Source data section start

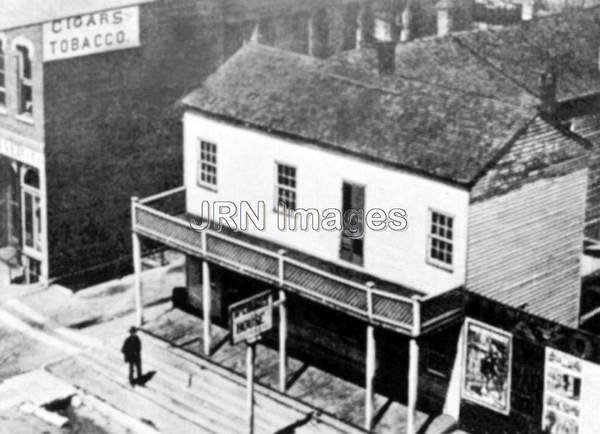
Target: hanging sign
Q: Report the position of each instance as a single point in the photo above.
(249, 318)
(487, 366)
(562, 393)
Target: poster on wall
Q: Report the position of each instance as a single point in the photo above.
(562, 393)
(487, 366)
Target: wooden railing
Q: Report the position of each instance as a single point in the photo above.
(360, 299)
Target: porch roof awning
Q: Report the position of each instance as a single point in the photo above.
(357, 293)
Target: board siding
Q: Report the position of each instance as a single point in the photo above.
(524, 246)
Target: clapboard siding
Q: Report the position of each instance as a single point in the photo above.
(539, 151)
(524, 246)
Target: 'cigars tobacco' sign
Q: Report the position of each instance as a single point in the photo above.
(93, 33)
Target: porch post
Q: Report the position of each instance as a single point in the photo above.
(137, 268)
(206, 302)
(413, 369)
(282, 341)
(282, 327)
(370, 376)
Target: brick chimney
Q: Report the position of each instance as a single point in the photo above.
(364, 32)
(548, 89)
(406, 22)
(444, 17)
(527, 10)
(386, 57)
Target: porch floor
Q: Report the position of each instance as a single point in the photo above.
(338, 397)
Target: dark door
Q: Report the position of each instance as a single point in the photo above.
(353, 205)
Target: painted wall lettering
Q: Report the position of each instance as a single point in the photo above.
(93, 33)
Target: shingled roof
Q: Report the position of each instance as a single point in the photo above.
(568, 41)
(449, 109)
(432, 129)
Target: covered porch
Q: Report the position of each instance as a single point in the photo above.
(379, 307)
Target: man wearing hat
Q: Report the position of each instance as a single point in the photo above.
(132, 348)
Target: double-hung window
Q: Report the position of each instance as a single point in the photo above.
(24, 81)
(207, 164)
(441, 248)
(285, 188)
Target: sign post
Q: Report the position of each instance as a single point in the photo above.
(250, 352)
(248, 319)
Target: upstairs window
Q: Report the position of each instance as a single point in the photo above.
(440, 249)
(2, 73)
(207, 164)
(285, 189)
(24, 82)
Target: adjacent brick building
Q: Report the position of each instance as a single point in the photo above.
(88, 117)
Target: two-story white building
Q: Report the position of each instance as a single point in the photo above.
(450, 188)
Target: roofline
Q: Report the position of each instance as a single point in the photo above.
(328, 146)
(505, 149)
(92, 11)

Source data section end
Source data section start

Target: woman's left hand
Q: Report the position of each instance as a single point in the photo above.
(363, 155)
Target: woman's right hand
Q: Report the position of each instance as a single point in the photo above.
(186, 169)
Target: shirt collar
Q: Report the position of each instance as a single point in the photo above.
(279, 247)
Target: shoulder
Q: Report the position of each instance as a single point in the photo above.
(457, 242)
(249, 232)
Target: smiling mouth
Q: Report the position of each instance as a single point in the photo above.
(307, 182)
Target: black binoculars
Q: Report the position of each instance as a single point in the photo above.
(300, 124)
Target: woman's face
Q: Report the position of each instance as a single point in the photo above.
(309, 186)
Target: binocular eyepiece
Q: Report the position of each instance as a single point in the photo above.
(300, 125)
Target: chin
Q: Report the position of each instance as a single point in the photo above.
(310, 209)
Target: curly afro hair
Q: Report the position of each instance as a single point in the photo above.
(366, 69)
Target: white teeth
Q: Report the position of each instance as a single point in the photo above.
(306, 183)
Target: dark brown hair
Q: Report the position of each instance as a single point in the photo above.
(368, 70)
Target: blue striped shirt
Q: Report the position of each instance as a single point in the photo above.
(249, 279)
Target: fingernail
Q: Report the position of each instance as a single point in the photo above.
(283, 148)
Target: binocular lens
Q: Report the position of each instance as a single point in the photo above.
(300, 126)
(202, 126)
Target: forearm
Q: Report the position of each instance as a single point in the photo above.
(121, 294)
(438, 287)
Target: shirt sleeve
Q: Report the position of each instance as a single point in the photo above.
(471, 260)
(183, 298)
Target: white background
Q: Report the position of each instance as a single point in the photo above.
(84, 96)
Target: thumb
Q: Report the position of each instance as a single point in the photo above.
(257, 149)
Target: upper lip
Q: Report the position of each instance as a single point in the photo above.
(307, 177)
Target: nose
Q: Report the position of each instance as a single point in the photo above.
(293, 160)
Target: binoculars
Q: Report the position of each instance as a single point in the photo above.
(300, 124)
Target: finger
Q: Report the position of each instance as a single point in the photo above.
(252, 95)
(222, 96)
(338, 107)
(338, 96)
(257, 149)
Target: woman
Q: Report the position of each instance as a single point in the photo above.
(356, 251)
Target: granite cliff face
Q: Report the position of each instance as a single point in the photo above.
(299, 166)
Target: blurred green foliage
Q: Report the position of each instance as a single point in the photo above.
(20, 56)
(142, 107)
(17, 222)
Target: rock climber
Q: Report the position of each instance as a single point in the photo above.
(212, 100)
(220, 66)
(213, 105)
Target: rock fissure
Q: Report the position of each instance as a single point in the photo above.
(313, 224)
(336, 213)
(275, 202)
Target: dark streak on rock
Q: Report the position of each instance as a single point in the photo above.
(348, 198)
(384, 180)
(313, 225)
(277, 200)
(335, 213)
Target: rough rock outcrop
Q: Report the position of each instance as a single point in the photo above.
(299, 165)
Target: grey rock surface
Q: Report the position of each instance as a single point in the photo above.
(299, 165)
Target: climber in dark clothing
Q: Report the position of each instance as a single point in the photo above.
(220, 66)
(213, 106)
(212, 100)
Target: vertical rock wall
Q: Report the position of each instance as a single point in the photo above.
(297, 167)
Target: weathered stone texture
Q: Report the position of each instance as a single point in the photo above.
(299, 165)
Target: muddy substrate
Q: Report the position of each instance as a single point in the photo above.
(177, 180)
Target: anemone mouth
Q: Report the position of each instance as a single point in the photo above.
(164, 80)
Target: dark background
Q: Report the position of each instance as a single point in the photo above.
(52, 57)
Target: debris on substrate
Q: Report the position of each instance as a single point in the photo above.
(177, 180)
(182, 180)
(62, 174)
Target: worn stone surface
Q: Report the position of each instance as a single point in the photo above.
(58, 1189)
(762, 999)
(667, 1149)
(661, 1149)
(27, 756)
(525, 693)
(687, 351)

Source data section end

# [Required work]
Repeat word for word the lines above that run from the line containing "Target: white background" through the line containing "Target: blurred green foliage", both ends included, and nothing else.

# [Worked solution]
Target: white background
Q: Report the position of each instance as a single point in the photo above.
(84, 96)
Target: thumb
Q: Report the position of each instance as a single point in the photo above.
(257, 149)
Target: upper lip
Q: Report the position of each instance as a single point in the photo above.
(307, 177)
Target: nose
Q: Report the position of each instance as a single point in the photo above.
(293, 160)
Target: binoculars
Q: Report the position of each instance as a single point in the photo above.
(300, 124)
Target: finger
Q: Report the position of each instance as a single point in the photo above.
(252, 95)
(222, 96)
(338, 107)
(338, 96)
(257, 149)
Target: woman
Q: Report the position of each instance as a single point in the photo above.
(356, 251)
Target: granite cliff face
Q: Report the position of each instance as a single point in the photo above.
(299, 166)
Target: blurred green foliage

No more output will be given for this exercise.